#### [TEXT UNDER STUDY]
--- START ---
Trial court fact-finding is "binding on appeal when supported by adequate, substantial, credible evidence." Cesare v. Cesare, 154 N.J. 394, 411-12 (1998) (citing Rova Farms Resort, Inc. v. Investors Ins. Co., 65 N.J. 474, 484 (1974)); Parish v. Parish, 412 N.J. Super. 39, 47 (App. Div. 2010). The trial court sees witnesses firsthand and has a "feel of the case that can never be realized by a review of the cold record."

N.J. Div. of Youth & Family Servs. v. G.M., 198 N.J. 382, 396 (2009) (internal quotation marks omitted). We give additional deference to factual findings of the family courts because they have special expertise, ibid., and we do not second-guess the exercise of sound discretion. Hand v. Hand, 391 N.J. Super. 102, 111 (App. Div. 2007).

When determining whether to grant an FRO pursuant to the Act, the judge must make two determinations. Silver v. Silver, 387 N.J. Super. 112, 125-28 (App. Div. 2006). "First, the judge must determine whether the plaintiff has proven, by a preponderance of the credible evidence, that one or more of the predicate acts set forth in N.J.S.A. 2C:25-19(a) has occurred." Id. at 125. Second, the judge must determine whether a restraining order is required to protect the plaintiff from future acts or threats of violence. Id. at 126.
--- END ---
#### [ACTIVITY]
In the court opinion excerpt, by what standard must the plaintiff prove that a predicate act occurred?

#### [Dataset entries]
--- START ---
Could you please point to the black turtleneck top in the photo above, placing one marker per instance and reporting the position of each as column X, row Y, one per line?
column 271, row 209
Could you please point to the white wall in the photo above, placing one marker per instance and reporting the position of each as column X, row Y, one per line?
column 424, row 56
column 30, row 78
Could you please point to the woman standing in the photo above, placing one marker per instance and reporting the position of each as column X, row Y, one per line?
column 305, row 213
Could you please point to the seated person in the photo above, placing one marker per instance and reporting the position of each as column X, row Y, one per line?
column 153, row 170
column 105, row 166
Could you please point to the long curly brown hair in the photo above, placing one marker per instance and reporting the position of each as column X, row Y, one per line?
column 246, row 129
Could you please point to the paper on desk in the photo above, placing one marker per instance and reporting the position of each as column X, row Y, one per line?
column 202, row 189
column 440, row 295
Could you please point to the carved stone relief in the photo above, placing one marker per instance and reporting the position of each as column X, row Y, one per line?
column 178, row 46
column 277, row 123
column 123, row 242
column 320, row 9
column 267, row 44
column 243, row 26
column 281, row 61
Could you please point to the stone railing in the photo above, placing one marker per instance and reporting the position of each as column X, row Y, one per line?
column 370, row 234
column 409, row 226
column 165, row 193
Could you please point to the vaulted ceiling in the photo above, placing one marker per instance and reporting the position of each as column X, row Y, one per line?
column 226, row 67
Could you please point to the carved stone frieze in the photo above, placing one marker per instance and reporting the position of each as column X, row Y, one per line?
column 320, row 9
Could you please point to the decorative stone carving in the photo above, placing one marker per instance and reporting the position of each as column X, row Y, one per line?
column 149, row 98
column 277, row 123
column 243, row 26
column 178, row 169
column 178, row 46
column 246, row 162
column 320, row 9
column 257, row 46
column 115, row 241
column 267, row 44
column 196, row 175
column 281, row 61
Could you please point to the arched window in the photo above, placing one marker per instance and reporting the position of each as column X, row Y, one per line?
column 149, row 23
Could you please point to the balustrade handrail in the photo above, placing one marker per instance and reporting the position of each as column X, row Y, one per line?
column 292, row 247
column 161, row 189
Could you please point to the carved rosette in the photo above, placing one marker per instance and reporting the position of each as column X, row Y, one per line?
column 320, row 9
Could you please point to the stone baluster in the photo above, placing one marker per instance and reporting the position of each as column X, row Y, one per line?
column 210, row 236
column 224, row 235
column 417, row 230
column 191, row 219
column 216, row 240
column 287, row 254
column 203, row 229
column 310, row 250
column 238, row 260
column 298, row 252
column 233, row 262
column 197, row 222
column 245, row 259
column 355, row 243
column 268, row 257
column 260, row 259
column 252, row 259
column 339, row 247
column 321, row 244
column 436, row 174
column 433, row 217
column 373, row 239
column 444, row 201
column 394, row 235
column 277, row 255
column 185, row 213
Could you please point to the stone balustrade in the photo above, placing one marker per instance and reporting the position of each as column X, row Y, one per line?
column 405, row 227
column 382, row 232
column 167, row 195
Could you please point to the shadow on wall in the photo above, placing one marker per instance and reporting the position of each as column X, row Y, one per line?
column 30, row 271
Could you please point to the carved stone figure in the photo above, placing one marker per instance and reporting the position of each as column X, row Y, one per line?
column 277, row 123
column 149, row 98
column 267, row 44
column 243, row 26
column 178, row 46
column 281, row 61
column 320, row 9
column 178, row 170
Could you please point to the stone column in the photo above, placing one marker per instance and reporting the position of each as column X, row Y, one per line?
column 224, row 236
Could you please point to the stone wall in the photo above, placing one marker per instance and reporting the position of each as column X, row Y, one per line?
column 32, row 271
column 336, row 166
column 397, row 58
--- END ---
#### [RESPONSE TO THE EXERCISE]
By a preponderance of the credible evidence.